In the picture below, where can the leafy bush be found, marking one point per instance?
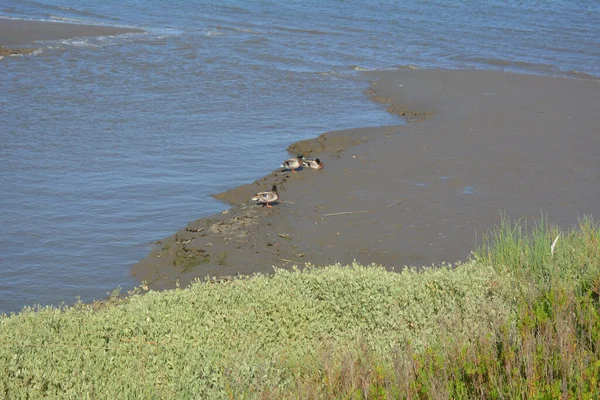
(518, 320)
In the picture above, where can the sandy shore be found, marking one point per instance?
(18, 36)
(478, 143)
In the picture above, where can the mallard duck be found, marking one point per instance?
(314, 164)
(293, 163)
(267, 197)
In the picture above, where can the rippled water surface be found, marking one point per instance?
(111, 143)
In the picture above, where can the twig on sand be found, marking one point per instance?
(348, 212)
(396, 202)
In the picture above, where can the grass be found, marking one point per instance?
(516, 321)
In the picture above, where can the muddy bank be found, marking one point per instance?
(477, 143)
(19, 36)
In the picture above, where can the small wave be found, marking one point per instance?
(247, 31)
(214, 33)
(298, 30)
(67, 19)
(583, 75)
(86, 13)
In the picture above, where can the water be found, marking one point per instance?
(109, 144)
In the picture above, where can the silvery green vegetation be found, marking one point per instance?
(517, 319)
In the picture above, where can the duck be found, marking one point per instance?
(293, 163)
(267, 197)
(312, 163)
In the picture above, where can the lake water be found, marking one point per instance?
(109, 144)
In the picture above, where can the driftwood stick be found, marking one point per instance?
(348, 212)
(397, 202)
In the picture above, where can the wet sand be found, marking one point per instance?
(18, 36)
(477, 144)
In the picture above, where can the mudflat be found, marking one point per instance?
(476, 144)
(16, 36)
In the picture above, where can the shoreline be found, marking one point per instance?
(19, 36)
(477, 144)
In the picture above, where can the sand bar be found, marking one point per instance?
(478, 143)
(18, 33)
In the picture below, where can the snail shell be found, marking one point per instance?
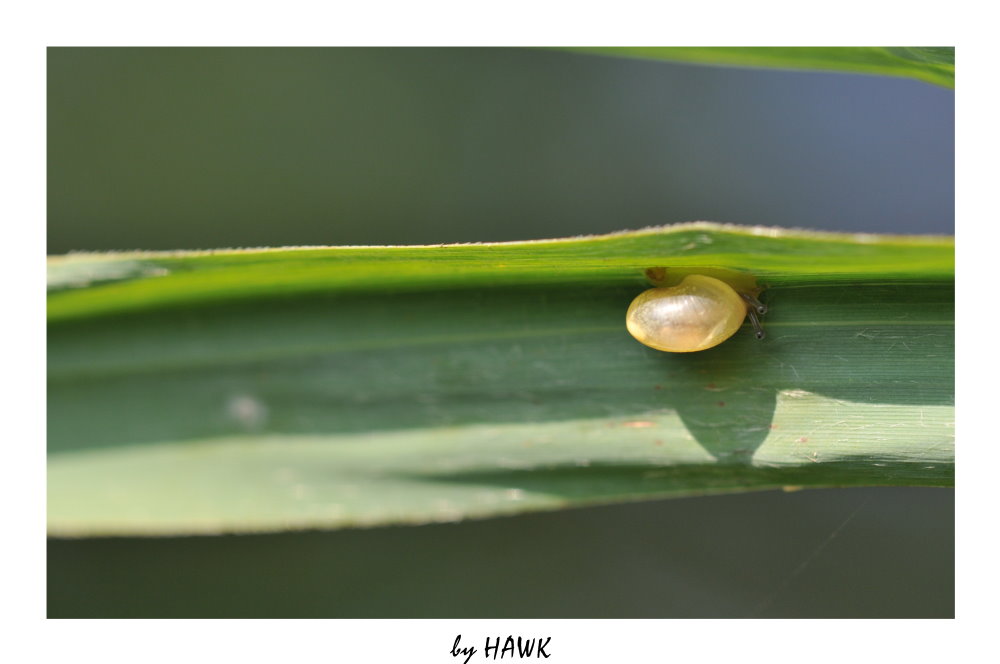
(698, 313)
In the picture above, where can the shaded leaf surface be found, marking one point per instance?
(316, 388)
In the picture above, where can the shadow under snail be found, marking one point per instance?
(698, 313)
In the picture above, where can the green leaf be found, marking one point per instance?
(259, 390)
(931, 64)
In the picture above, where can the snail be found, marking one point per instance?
(698, 313)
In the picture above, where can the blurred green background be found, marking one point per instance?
(204, 148)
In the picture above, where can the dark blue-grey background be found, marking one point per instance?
(202, 148)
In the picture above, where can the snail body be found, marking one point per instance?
(698, 313)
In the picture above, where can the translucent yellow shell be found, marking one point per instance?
(698, 313)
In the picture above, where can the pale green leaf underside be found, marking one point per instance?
(931, 64)
(329, 387)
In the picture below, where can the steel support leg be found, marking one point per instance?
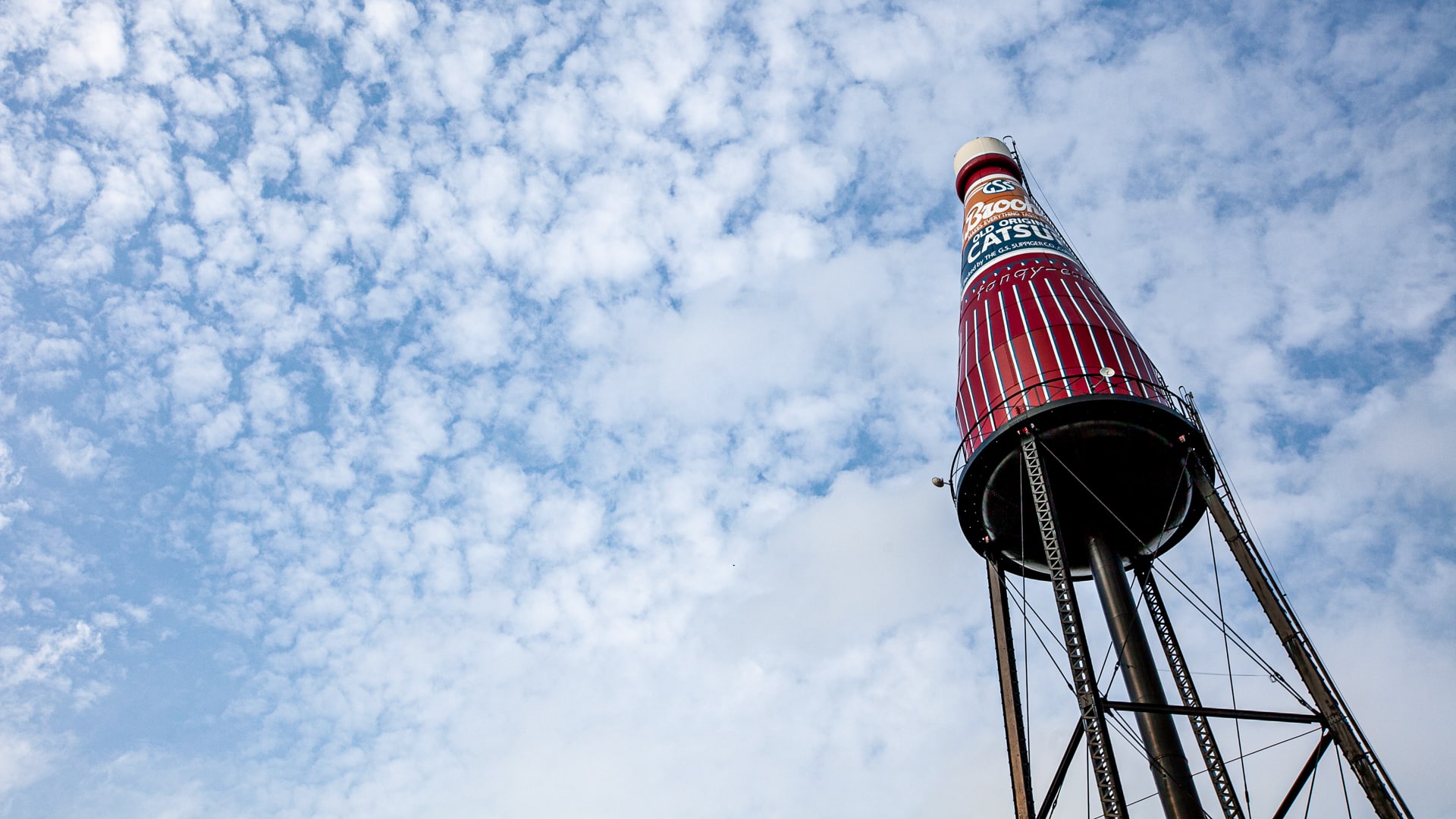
(1369, 773)
(1084, 679)
(1011, 694)
(1165, 754)
(1207, 745)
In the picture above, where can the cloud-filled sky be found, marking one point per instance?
(529, 409)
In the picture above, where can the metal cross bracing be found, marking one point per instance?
(1201, 730)
(1084, 679)
(1372, 776)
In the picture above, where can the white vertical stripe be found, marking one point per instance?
(1011, 350)
(1052, 338)
(1031, 341)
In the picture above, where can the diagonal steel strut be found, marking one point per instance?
(1222, 786)
(1084, 679)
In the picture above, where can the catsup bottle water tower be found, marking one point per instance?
(1076, 463)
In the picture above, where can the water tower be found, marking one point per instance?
(1076, 463)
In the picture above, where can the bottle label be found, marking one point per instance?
(1003, 221)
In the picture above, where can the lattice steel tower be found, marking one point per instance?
(1079, 464)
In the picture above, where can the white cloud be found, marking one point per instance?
(552, 391)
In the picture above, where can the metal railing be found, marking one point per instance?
(1044, 392)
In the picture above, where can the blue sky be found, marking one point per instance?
(529, 410)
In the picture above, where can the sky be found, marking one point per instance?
(529, 410)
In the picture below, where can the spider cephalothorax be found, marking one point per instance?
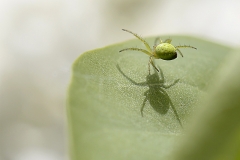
(161, 50)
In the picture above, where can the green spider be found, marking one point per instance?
(164, 50)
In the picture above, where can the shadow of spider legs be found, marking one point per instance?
(156, 94)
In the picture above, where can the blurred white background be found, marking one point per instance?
(40, 39)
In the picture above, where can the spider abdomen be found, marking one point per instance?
(165, 51)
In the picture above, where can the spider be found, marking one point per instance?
(164, 50)
(156, 95)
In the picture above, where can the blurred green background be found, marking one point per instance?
(39, 40)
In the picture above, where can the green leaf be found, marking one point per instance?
(105, 101)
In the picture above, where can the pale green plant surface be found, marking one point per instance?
(103, 107)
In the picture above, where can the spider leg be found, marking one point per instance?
(156, 41)
(170, 85)
(179, 52)
(152, 63)
(137, 49)
(144, 101)
(184, 46)
(168, 41)
(140, 38)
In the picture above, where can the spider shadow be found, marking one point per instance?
(156, 95)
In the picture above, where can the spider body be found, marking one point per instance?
(165, 51)
(161, 50)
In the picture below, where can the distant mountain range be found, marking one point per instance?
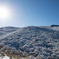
(36, 40)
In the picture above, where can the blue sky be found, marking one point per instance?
(32, 12)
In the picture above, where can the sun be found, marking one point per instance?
(4, 13)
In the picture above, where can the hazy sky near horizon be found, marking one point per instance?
(31, 12)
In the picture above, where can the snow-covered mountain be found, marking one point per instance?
(36, 40)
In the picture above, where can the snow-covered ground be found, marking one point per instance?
(6, 57)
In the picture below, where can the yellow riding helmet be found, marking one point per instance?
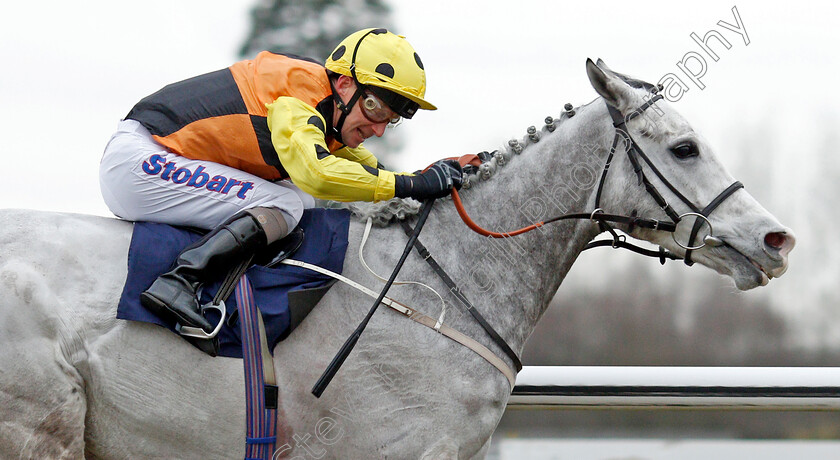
(381, 59)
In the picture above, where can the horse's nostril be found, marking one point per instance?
(775, 240)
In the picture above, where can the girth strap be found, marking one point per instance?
(453, 288)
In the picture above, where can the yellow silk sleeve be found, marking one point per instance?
(297, 133)
(359, 155)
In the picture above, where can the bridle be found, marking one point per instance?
(634, 152)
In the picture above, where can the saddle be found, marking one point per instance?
(285, 294)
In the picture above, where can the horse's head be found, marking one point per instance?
(746, 243)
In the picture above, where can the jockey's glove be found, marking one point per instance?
(436, 181)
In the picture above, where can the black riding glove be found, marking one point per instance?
(435, 182)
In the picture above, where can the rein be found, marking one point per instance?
(633, 153)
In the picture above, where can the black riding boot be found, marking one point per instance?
(174, 292)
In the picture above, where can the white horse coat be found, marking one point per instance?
(75, 381)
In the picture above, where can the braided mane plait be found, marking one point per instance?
(385, 212)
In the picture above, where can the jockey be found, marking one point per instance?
(242, 152)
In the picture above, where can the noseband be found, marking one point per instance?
(634, 152)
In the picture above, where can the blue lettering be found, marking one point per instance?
(245, 187)
(199, 178)
(167, 170)
(152, 166)
(217, 183)
(229, 185)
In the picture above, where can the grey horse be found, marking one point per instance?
(75, 382)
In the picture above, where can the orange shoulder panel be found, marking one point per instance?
(269, 76)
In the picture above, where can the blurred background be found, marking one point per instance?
(73, 69)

# # #

Output exactly the lines between the one containing "In the picture above, where can the black riding boot" and the final line above, both inclusive.

In the picture above, where can the black riding boot be found, marking one point per instance?
(174, 292)
In the picture above, where can the white horse coat be found, marking one point per instance?
(75, 381)
In the picture above, where can the braided mane plait be found, marking one point per instance?
(385, 212)
In the picture above, where can the jockey be found, marking one point per instance?
(242, 152)
In the picture above, where can the noseband be found, marking one point per instance?
(634, 152)
In the picture above, where can the blue lettering be found, marking one point per instance?
(245, 187)
(199, 178)
(167, 170)
(152, 166)
(217, 183)
(229, 185)
In the picture above, where can the grey horse be found, marking one point per instance?
(75, 382)
In the picture above, where can the orange shoulder panel be found, marking one point per instance?
(269, 76)
In the picture above, where can the blurred background be found, marking one point per instance?
(73, 69)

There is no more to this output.